Given exercise:
In the records below, give the stretch from the line containing "of the child" through the line containing "point(657, 150)" as a numbered list, both ends included. Leave out any blank lines.

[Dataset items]
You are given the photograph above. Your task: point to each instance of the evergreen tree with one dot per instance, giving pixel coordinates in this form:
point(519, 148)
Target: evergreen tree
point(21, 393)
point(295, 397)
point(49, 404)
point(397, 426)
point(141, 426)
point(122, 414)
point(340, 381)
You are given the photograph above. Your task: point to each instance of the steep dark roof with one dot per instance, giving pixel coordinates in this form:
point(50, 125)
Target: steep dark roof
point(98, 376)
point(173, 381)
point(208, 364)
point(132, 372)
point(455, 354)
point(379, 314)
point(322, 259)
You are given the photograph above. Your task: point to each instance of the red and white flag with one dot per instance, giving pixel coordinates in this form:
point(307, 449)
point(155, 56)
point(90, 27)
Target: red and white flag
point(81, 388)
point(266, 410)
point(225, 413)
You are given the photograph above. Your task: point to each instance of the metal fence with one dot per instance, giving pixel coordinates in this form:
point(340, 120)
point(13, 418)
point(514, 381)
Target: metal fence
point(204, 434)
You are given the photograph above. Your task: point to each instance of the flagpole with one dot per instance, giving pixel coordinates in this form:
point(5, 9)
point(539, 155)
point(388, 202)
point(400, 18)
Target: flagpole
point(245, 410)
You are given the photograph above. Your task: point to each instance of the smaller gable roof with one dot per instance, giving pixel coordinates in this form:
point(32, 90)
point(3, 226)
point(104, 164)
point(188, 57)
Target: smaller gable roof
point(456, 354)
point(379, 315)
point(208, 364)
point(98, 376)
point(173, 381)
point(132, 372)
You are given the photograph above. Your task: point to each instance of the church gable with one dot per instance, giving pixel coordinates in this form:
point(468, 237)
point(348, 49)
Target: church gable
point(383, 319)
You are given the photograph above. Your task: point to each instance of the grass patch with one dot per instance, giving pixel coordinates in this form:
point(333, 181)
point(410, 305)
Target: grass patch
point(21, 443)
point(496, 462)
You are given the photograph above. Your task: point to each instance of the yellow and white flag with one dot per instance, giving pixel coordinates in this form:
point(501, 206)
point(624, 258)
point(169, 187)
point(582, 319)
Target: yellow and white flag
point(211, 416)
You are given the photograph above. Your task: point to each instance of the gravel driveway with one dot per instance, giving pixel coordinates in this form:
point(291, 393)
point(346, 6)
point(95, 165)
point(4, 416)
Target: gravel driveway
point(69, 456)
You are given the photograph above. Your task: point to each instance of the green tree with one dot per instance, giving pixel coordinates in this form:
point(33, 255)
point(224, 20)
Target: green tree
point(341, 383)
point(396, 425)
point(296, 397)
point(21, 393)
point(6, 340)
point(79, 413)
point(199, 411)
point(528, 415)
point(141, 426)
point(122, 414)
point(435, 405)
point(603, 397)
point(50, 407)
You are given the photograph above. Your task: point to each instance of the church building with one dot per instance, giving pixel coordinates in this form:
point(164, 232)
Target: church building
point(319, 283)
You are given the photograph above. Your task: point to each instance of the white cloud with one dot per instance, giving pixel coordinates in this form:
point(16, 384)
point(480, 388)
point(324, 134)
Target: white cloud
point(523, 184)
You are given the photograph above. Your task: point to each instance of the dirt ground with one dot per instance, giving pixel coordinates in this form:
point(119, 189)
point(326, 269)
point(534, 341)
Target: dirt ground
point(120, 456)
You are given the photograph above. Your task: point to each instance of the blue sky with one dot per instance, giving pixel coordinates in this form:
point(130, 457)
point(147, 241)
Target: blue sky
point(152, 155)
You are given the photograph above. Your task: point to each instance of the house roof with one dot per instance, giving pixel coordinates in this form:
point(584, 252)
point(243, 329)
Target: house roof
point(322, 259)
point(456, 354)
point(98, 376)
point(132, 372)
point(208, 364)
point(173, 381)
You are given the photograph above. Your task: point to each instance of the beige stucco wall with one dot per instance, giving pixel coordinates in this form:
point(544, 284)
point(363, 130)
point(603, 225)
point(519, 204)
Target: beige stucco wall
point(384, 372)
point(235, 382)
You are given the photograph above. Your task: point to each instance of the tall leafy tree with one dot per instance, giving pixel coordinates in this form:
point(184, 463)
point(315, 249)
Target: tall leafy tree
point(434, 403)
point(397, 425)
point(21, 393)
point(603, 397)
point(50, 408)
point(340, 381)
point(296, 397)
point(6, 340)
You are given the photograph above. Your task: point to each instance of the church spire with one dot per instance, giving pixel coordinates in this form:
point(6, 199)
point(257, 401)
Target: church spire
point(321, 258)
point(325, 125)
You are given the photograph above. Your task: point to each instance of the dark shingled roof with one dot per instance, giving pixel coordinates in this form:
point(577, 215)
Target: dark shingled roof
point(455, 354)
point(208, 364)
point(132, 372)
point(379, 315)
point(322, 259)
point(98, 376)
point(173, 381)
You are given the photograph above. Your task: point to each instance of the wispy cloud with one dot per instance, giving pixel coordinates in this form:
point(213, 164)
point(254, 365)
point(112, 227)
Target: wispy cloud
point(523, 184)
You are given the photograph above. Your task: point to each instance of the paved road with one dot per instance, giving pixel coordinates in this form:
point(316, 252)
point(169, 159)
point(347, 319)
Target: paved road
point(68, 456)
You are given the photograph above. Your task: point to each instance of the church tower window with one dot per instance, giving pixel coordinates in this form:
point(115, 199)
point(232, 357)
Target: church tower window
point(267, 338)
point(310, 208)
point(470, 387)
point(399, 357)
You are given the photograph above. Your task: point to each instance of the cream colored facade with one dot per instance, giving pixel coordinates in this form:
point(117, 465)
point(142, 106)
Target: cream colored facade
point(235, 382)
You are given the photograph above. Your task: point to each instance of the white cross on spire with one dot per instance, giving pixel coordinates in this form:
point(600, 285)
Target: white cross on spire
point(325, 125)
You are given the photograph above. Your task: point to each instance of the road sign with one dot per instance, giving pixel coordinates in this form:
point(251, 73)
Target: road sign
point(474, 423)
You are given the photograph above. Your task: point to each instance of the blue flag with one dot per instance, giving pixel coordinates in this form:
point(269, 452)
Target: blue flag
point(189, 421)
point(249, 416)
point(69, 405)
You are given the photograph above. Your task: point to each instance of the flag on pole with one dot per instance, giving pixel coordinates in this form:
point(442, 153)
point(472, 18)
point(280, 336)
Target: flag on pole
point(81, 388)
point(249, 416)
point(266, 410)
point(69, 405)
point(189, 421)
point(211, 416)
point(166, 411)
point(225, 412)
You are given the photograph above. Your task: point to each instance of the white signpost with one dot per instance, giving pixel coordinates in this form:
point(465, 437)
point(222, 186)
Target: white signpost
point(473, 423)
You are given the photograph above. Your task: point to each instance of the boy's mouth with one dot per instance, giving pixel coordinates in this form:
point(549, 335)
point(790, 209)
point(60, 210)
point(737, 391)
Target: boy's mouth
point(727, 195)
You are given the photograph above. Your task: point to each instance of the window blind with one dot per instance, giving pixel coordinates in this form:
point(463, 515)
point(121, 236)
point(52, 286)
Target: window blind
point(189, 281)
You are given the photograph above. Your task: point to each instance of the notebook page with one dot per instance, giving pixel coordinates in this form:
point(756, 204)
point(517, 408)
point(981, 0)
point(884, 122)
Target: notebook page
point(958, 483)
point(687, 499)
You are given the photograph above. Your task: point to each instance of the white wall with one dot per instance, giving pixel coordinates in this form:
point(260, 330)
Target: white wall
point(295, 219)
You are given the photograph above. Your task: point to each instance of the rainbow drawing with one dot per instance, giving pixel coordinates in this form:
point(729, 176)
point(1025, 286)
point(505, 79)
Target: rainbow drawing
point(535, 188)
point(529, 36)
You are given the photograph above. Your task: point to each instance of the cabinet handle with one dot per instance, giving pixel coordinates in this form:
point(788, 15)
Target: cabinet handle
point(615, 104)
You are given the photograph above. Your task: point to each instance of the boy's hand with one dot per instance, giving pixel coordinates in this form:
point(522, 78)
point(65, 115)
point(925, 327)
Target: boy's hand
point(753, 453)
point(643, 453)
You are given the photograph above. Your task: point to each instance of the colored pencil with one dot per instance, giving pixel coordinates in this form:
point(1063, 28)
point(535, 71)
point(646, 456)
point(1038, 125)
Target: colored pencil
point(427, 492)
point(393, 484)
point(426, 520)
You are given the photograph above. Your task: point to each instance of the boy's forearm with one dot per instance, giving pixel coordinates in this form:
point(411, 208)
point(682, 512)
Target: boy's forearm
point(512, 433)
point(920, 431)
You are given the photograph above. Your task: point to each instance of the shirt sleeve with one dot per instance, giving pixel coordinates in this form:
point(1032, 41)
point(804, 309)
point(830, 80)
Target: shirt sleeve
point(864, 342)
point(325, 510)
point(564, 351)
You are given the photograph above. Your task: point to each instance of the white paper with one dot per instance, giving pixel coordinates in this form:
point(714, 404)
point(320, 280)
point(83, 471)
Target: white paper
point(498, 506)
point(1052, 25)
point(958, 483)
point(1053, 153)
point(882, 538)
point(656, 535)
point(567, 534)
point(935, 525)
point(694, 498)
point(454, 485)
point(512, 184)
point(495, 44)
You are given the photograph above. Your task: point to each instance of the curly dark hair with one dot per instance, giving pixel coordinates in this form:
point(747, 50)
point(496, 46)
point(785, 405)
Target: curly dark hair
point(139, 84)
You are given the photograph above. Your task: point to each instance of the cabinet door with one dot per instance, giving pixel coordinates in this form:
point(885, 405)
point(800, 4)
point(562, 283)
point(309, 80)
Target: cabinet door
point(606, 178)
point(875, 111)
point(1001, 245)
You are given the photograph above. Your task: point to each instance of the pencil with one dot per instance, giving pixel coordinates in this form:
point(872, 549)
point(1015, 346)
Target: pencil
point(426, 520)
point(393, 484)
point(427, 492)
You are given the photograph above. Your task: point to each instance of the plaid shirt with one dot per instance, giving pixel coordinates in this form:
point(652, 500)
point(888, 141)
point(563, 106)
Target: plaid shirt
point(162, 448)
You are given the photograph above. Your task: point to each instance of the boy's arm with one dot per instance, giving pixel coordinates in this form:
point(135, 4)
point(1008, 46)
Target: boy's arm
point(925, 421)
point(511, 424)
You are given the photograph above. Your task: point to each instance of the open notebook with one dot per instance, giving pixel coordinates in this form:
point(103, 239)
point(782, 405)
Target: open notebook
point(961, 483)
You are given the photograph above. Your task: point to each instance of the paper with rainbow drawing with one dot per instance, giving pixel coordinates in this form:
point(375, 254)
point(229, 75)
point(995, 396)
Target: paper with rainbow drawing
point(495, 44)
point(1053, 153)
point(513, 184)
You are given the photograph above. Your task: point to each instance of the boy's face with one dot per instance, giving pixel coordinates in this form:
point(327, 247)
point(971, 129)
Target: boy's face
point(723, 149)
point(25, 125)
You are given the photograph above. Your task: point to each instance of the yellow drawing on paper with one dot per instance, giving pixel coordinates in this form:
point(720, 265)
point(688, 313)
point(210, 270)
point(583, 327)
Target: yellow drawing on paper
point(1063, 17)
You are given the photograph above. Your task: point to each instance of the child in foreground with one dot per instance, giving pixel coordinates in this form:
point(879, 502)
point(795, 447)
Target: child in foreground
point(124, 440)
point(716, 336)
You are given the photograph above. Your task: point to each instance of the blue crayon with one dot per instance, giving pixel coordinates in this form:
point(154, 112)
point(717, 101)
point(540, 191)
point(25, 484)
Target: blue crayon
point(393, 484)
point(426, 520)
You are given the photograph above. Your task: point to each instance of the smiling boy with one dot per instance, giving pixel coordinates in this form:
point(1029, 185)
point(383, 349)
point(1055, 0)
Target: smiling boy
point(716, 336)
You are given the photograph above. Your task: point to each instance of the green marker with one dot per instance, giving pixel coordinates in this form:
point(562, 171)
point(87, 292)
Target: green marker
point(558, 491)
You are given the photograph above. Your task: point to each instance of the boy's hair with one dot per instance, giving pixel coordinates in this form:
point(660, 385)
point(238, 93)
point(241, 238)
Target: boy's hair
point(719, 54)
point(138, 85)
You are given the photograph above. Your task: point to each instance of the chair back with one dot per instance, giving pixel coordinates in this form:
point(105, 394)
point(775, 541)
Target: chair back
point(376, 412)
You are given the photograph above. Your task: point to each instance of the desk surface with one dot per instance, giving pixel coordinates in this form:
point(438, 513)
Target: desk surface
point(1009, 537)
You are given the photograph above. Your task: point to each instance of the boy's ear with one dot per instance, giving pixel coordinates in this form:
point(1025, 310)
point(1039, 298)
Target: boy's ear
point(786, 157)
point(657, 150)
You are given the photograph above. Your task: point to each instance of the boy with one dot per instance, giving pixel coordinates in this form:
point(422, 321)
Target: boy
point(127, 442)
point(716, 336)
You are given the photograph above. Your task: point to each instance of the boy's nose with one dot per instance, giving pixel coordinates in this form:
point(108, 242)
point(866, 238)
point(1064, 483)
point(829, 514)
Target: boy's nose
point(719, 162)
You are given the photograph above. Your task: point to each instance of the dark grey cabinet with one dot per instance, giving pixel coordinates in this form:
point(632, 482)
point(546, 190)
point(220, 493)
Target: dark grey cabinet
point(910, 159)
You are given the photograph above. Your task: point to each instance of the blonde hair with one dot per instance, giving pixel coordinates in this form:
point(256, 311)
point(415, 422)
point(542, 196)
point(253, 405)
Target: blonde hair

Task answer:
1. You are given the photograph above. Your task: point to each instance of the child in foreground with one dot per instance, giving pixel coordinates in this form:
2. point(879, 502)
3. point(795, 447)
4. Target: child in foreground
5. point(124, 440)
6. point(716, 336)
7. You are given the photograph above. Your task: point to each instance of the blue crayon with one dot per instance, giving pixel coordinates in this form:
8. point(154, 112)
9. point(717, 101)
10. point(540, 191)
11. point(25, 484)
12. Target: blue crayon
13. point(393, 484)
14. point(426, 520)
15. You are given the photograph above. Your task: point to each instance of the smiling boy with one dot per instance, giving pixel coordinates in this form:
16. point(1029, 185)
17. point(383, 349)
18. point(1055, 0)
19. Target: smiling boy
20. point(716, 336)
21. You are given the photograph above. Your task: point to each instance of the green marker with one dot per instance, giving pixel coordinates in this form:
22. point(562, 171)
23. point(87, 292)
24. Target: green marker
25. point(558, 491)
26. You are given the photograph above. Your task: point to each instance of the boy's hair with one dot per instance, giving pixel coordinates in this form:
27. point(660, 385)
28. point(238, 93)
29. point(241, 238)
30. Target: boy's hair
31. point(719, 54)
32. point(138, 85)
33. You are given the photograph above. Your task: point to each instance of the chair back with one dot per instance, giving pixel coordinates in this form:
34. point(105, 394)
35. point(775, 541)
36. Target: chair back
37. point(376, 412)
38. You are given the photograph above. Your task: point to each instance of the desk surface with one dot per instance, giving pixel coordinates in this form:
39. point(438, 513)
40. Target: desk surface
41. point(1009, 537)
42. You are given the photograph above. Your task: point to each instance of the boy's ear with one dot per instance, giving pixel coordinates in this form:
43. point(1025, 310)
44. point(1039, 298)
45. Target: boy's ear
46. point(786, 157)
47. point(657, 150)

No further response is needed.